[Stored data entries]
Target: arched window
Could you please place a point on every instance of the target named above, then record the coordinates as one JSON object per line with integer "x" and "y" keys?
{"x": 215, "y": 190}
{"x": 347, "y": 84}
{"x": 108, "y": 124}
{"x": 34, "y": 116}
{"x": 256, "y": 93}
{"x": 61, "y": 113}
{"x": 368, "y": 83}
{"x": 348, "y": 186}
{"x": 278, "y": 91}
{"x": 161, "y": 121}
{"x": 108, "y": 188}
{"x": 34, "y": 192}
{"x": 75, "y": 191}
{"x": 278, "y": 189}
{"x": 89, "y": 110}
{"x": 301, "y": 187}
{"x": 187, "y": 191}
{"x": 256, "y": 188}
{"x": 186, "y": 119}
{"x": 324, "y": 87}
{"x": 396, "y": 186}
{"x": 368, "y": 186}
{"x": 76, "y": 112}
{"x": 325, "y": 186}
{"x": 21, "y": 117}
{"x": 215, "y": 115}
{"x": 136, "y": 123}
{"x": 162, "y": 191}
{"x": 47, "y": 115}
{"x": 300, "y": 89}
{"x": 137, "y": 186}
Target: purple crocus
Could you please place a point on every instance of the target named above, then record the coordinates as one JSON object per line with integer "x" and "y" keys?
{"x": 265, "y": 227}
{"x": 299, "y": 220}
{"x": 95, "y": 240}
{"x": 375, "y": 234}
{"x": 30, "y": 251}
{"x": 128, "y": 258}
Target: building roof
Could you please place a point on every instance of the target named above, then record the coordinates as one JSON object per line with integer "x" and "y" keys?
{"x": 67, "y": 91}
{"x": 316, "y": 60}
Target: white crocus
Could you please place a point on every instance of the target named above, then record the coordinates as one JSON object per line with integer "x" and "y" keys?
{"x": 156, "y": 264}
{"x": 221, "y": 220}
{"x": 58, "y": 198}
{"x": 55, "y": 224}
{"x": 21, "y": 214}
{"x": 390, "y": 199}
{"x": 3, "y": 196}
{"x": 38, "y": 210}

Try it: Print exactly the lines above, starting at the line that contains "Target: white crocus" and ending with the last line of the records, both included.

Written response:
Target: white crocus
Could you please place a point on every instance of the target named above, then record the coordinates as one JSON object per line with integer "x" and "y" keys?
{"x": 156, "y": 264}
{"x": 221, "y": 220}
{"x": 58, "y": 198}
{"x": 55, "y": 224}
{"x": 21, "y": 214}
{"x": 390, "y": 199}
{"x": 3, "y": 196}
{"x": 38, "y": 210}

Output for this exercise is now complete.